> [Working data]:
⁂

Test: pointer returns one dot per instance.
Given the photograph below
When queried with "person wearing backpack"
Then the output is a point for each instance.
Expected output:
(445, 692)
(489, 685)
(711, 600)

⁂

> [What to produce]: Everything in the material should be repeated exactly as written.

> [The completed task]:
Test: pointer returns one dot per instance.
Given the photograph below
When queried with "person wearing backpack"
Then the output is a point for each instance.
Expected output:
(445, 692)
(489, 685)
(711, 600)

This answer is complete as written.